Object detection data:
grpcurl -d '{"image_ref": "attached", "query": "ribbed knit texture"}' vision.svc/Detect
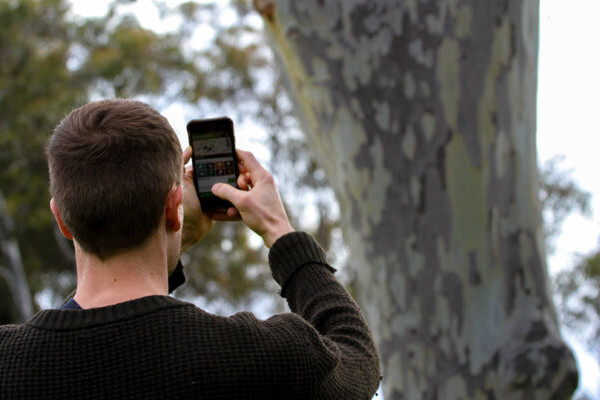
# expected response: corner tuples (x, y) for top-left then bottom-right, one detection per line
(0, 233), (379, 400)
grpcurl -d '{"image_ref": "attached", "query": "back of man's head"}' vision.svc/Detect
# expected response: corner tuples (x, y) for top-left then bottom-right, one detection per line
(47, 99), (183, 259)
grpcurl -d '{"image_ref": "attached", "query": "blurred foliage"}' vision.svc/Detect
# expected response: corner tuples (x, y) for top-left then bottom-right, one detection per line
(0, 0), (337, 323)
(540, 156), (600, 368)
(554, 250), (600, 361)
(540, 156), (591, 253)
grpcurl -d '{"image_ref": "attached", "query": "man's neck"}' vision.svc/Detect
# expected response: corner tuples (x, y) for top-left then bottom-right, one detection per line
(75, 239), (168, 309)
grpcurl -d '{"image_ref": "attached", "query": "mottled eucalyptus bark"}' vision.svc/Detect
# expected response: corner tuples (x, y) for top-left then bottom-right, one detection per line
(255, 0), (577, 400)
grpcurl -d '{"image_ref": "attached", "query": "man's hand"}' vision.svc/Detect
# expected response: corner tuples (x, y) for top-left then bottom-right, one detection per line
(181, 147), (213, 253)
(212, 150), (294, 248)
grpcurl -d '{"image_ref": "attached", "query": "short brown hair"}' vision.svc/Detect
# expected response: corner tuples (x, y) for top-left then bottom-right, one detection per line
(47, 99), (183, 259)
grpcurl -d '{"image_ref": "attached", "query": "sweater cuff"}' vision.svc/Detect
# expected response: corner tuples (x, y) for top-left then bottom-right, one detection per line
(269, 232), (335, 295)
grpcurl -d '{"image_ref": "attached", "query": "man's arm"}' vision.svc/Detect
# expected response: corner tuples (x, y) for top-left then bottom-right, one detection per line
(213, 151), (380, 399)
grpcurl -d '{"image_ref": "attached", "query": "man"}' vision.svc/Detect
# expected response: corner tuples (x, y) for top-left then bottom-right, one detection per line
(0, 100), (379, 400)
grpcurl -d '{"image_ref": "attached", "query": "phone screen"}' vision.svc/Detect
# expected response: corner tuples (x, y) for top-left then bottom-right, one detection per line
(188, 118), (238, 210)
(192, 133), (237, 198)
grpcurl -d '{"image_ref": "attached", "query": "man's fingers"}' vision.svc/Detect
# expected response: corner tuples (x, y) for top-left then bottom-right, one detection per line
(237, 150), (267, 179)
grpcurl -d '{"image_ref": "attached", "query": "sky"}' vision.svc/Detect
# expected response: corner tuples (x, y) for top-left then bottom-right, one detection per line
(537, 0), (600, 399)
(65, 0), (600, 400)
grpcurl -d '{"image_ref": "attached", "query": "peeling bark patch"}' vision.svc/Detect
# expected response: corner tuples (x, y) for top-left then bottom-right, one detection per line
(437, 37), (460, 130)
(442, 272), (464, 334)
(469, 251), (481, 286)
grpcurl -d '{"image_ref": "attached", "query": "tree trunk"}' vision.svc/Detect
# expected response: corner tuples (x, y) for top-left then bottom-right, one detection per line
(0, 190), (33, 324)
(255, 0), (577, 400)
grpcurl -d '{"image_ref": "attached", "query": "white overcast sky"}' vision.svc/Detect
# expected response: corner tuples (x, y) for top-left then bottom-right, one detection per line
(72, 0), (600, 399)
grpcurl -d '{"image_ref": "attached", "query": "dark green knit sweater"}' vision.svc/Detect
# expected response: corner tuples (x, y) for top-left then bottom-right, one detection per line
(0, 233), (379, 400)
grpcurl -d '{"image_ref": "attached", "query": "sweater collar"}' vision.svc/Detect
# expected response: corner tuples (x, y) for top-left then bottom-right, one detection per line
(26, 296), (194, 330)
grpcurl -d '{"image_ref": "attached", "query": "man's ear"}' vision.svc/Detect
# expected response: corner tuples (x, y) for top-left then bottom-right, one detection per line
(165, 185), (183, 232)
(50, 197), (73, 240)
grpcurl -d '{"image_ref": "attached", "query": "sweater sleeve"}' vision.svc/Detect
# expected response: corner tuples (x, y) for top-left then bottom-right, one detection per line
(269, 232), (380, 399)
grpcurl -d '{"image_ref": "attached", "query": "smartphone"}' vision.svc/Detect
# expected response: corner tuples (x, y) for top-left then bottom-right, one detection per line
(187, 117), (239, 212)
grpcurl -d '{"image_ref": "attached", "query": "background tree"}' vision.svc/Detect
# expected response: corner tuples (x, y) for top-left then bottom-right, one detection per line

Stated goal:
Skip every picture and transcribe the data above exactly.

The solution:
grpcurl -d '{"image_ref": "attached", "query": "ribbed knit texture"}' vision.svc/Detect
# expected response: corner tuples (x, y) for top-left then bottom-right, one detection per line
(0, 233), (379, 400)
grpcurl -d '{"image_ref": "attached", "query": "back of man's head"}' vision.svc/Detect
# expected response: corner tuples (x, y) for top-left then bottom-right, one detection per line
(47, 99), (183, 259)
grpcurl -d '{"image_ref": "attached", "query": "blurred foliage"}' vision.svc/Detect
# expected response: corner tuples (x, y) for top-left then bottom-right, one detection per line
(0, 0), (337, 323)
(540, 156), (600, 368)
(554, 250), (600, 361)
(540, 156), (591, 253)
grpcurl -d '{"image_ref": "attached", "query": "man's neck"}' vision.svc/Detect
# expected response: corner tuples (x, y) for top-left then bottom-right, one detection per line
(75, 239), (168, 309)
grpcurl -d '{"image_ref": "attached", "query": "mottled eucalyptus bark"}' vision.svc/Detect
# expected response: corner tuples (x, y) for top-left then bottom-right, one detection per line
(255, 0), (577, 400)
grpcurl -d '{"image_ref": "attached", "query": "man's hand"}' vision.svc/Detect
# expected response: corner tuples (x, y) for top-left then bottom-right, one detection per line
(181, 147), (213, 253)
(212, 150), (294, 248)
grpcurl -d '{"image_ref": "attached", "query": "short brown hair"}' vision.svc/Detect
# expected response: corner tuples (x, y) for top-left then bottom-right, one detection per line
(47, 99), (183, 259)
grpcurl -d '{"image_ref": "attached", "query": "sweater cuff"}' vision.svc/Detect
# expected response: corner tuples (x, y) for top-left then bottom-right, one detection per line
(269, 232), (335, 295)
grpcurl -d '{"image_ref": "attached", "query": "man's arm"}' vision.svc/Detect
# expected response: corner tuples (x, y) for top-left then bottom-right, one detection per line
(213, 151), (380, 399)
grpcurl -d '{"image_ref": "attached", "query": "man"}' vision.svc/Detect
# expected response: corner tuples (x, y) for top-left then bottom-right, one detection per line
(0, 100), (379, 400)
grpcurl -d '{"image_ref": "attached", "query": "phone screen"}' vision.svc/Detect
# expected response: corner tuples (x, y) for top-left then bottom-right, one detection per line
(188, 118), (238, 210)
(192, 133), (237, 198)
grpcurl -d '{"image_ref": "attached", "query": "man's fingers"}' vision.svc/Detect
# expected response: corner tuples (x, y) for top-left then bottom-right, one detection per line
(237, 150), (267, 179)
grpcurl -d '{"image_ref": "attached", "query": "sky"}' vision.svc/Detect
# expected response: corner tuples (x, y) for top-left then bottom-right, one detection per line
(537, 0), (600, 399)
(65, 0), (600, 400)
grpcurl -d '{"image_ref": "attached", "query": "peeling bark patch"}' vision.svc/Detect
# expected response: corner tuples (x, y) for top-left then bottom-right, one detection per line
(437, 37), (460, 130)
(442, 272), (464, 334)
(469, 251), (481, 286)
grpcurl -d '{"image_ref": "attached", "query": "tree trunk"}' vision.svc/Detect
# expected response: corner tuples (x, y) for top-left then bottom-right, one detection per line
(0, 190), (33, 324)
(255, 0), (577, 400)
grpcurl -d '{"image_ref": "attached", "query": "white overcast sky"}' vision.svc/Detect
# expected response: corner tuples (x, y) for top-left then bottom-right, one detection per line
(72, 0), (600, 399)
grpcurl -d '{"image_ref": "attached", "query": "dark green knit sweater"}' vision.svc/Detect
# expected response: corner tuples (x, y) for top-left then bottom-right, one detection per line
(0, 233), (379, 400)
grpcurl -d '{"image_ref": "attached", "query": "sweater collar"}' vision.svc/Detect
# expected response: corner tuples (x, y) for top-left then bottom-right, one detection per line
(26, 296), (194, 330)
grpcurl -d '{"image_ref": "attached", "query": "man's ear"}' vision.svc/Detect
# expected response: corner tuples (x, y) for top-left then bottom-right, one detection per line
(165, 185), (183, 232)
(50, 197), (73, 240)
grpcurl -d '{"image_ref": "attached", "query": "sweater sleeve"}' vision.svc/Detect
# expected response: corner tuples (x, y) for top-left then bottom-right, one detection per line
(269, 232), (380, 399)
grpcurl -d '{"image_ref": "attached", "query": "smartphone"}' vision.svc/Detect
# expected response: corner tuples (x, y) for top-left then bottom-right, one detection per line
(187, 117), (239, 212)
grpcurl -d '{"image_ref": "attached", "query": "background tree"}' vision.svc/Detect
# expected response: corner tuples (x, y) for top-left then bottom-right, one detection per line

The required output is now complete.